=== Information provided ===

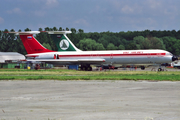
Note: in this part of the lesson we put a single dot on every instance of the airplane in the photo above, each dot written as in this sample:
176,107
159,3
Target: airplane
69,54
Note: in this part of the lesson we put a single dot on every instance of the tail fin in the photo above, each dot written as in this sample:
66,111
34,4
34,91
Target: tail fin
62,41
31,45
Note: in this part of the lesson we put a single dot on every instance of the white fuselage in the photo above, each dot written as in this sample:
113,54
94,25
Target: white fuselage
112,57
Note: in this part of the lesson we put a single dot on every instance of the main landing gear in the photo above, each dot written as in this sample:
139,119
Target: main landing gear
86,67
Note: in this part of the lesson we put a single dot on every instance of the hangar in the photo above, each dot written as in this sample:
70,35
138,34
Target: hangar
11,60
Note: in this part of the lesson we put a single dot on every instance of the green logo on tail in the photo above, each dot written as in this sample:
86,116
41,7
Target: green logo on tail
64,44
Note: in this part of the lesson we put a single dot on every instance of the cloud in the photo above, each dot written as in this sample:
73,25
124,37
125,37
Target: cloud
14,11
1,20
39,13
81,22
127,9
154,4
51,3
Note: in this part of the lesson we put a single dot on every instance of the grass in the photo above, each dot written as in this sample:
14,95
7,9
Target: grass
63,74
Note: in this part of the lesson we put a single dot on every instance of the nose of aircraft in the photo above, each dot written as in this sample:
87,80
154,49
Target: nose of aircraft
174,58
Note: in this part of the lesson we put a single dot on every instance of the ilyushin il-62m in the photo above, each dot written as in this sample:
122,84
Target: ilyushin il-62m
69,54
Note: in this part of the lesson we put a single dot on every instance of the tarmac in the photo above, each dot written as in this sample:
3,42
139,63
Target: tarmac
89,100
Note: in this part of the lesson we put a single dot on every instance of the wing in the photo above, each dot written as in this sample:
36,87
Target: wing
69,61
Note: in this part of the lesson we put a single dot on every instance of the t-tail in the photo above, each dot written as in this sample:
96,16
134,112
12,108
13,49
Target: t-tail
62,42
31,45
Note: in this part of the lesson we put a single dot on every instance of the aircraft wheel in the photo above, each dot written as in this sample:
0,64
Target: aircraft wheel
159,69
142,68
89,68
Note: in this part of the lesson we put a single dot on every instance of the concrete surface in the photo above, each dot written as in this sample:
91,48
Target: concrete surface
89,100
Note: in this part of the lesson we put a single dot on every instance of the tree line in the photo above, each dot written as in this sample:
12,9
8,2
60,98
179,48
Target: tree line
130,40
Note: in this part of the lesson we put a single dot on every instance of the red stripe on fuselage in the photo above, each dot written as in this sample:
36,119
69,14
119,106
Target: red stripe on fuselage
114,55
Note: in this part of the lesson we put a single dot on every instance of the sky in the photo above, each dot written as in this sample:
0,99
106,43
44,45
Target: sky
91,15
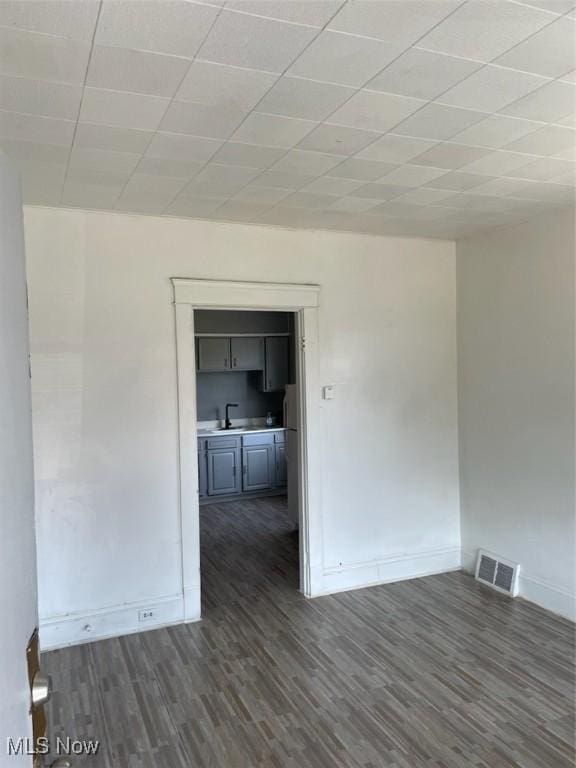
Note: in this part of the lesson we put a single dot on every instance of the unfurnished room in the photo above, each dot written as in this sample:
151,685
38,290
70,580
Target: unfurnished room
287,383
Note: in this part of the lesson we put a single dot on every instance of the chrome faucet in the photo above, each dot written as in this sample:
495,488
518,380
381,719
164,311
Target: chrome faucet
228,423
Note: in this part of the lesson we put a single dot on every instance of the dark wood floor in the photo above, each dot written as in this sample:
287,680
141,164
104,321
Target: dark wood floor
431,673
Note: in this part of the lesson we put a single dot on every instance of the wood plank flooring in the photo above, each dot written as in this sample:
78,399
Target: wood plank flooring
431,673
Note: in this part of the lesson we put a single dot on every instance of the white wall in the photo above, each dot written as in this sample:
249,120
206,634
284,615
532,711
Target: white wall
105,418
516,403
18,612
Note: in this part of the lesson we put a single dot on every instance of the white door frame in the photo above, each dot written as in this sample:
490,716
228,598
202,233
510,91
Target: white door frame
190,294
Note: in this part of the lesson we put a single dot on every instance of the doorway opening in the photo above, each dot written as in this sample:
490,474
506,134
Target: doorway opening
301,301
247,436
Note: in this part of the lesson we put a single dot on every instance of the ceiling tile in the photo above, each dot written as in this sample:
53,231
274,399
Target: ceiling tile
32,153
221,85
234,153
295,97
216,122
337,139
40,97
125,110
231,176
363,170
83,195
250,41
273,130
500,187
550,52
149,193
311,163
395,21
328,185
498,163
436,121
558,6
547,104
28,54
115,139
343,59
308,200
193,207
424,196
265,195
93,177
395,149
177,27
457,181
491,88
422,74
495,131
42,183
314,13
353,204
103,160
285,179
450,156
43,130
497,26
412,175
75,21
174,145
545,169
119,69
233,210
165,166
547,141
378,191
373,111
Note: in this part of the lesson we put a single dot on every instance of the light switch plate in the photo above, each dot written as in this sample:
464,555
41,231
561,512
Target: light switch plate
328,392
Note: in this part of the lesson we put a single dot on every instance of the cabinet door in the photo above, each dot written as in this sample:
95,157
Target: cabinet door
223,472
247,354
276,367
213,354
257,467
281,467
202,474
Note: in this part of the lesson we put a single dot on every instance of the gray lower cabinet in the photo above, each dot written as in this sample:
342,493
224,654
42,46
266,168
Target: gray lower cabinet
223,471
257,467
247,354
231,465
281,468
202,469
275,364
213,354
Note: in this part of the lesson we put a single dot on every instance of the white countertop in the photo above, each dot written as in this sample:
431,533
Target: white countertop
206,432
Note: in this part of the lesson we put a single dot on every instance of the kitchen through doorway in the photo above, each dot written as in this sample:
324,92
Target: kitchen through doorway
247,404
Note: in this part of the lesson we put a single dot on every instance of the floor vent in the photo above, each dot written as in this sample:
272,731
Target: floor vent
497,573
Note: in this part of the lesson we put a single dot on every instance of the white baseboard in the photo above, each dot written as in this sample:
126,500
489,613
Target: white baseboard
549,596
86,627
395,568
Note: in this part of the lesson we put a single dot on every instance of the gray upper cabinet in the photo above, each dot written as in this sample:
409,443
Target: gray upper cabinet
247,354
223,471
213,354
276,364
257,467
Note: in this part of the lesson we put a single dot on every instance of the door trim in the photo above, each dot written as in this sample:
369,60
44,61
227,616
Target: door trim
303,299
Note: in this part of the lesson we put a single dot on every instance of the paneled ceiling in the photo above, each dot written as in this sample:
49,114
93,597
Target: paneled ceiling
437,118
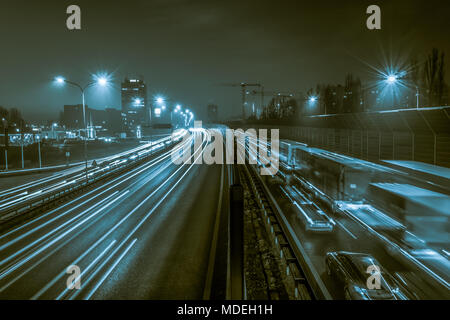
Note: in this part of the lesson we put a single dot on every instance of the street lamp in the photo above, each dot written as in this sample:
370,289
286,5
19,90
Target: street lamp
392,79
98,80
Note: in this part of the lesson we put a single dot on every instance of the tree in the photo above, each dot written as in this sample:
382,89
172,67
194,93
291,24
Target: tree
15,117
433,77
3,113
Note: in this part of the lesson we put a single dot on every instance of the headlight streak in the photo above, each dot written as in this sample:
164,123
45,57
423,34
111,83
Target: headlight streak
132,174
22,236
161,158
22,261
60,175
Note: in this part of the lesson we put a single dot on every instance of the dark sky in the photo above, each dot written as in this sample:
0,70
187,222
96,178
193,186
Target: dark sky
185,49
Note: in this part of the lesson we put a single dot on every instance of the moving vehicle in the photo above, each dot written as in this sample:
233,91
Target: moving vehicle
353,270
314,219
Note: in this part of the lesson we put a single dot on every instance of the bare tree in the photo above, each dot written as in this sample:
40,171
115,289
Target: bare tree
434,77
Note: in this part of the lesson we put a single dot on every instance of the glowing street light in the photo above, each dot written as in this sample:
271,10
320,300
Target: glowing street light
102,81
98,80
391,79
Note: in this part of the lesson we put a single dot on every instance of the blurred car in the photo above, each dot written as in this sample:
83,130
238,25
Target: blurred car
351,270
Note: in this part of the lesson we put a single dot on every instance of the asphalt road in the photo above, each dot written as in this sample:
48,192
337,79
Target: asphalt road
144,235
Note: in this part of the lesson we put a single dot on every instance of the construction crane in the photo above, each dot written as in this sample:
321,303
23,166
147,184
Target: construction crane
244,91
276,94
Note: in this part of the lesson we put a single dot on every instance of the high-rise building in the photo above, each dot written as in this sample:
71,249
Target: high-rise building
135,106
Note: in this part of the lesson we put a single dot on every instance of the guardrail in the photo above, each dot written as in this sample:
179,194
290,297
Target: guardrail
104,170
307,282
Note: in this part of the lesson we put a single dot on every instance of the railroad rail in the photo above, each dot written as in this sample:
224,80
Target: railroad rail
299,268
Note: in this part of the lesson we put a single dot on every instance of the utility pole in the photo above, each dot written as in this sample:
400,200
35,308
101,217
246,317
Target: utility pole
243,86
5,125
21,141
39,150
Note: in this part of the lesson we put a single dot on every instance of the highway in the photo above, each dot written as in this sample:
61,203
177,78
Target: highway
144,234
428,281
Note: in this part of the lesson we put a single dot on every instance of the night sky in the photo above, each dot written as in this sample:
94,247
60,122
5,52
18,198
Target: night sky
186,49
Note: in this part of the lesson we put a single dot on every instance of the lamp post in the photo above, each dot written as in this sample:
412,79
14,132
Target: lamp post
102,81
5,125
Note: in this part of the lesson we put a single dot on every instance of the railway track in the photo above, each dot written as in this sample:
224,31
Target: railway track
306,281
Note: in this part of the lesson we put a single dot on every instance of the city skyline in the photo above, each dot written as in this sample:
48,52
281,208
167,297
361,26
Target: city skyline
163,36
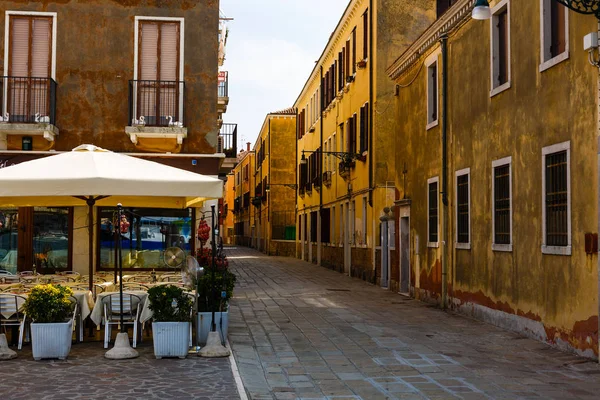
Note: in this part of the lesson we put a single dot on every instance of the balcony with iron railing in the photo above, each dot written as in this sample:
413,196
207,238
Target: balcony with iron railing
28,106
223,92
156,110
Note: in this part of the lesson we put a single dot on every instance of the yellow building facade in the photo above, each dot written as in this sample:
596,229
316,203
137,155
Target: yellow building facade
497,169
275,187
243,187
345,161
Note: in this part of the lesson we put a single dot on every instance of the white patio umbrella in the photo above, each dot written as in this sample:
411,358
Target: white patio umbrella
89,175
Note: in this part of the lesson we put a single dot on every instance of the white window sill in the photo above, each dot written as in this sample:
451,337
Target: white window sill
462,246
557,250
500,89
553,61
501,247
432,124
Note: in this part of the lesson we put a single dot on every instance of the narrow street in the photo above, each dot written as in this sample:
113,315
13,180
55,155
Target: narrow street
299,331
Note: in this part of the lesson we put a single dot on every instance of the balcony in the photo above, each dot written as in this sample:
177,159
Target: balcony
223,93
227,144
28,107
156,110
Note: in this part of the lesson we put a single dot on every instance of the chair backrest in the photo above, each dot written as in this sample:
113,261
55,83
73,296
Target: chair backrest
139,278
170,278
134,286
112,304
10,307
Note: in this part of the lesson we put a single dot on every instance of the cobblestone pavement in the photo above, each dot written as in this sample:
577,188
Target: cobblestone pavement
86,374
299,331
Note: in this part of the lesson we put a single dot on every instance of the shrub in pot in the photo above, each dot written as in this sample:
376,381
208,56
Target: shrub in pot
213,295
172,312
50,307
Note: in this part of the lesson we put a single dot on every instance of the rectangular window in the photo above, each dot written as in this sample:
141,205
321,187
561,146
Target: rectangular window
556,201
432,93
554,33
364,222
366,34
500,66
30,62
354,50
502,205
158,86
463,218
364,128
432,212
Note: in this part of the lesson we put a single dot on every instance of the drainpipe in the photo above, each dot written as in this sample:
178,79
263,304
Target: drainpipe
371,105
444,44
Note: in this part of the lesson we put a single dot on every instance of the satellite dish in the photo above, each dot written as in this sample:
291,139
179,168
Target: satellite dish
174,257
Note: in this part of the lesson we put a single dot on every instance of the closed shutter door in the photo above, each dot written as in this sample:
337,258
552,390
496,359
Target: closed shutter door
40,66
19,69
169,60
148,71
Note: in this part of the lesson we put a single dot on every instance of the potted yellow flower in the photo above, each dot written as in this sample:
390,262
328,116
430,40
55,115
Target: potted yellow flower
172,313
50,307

===

Of the records above, print only the lines from the one containing "Target: railway track" through the one containing "of the chair", inclusive and unaltered, leaving out pictures.

Target: railway track
306,281
Note: in this part of the lesson we put a single dot on every instance of the city skyline in the photo above, each dot written as in this sample:
48,52
281,208
167,297
361,26
Target: city skyline
163,36
Note: in this part of the lesson we put a single dot on every instance of the balcony with iron railing in the photo above, each dot written as in this sample:
413,196
207,238
Target: balcony with iron railing
28,106
223,92
156,110
Note: in this part of the lesson we put a single dot on every instance of the yellow building facade in the photo above, each dot written as in this sample:
596,229
316,203
137,155
Target: yellow building facade
497,169
275,187
243,187
345,161
Note: in this part of the lesson we put a single dot on every instance of the white patio umbrella in the photo above, each dot written as in this sample:
411,358
Target: white patio umbrella
89,175
Note: in this part of the lesson we put a single dot on every instance of the white window sill in the photo above, each dot written as in this sample:
451,337
Target: white window sill
462,246
557,250
500,89
553,61
501,247
432,124
Note: in this part of the lesson we put a single dot on every instance of the narrow street in the photo above, each dot written as in this sample:
113,315
13,180
55,155
Target: narrow street
299,331
Note: in this part of the lesson we put a single dot on every instance of the balcony in the photo above, each dot written as in this sample:
177,159
Target: balcony
223,93
227,144
28,107
156,110
Note: in this part of the lesson we put a single dot on every instance of the chair backrest in the photo above, each dot written as in this sample:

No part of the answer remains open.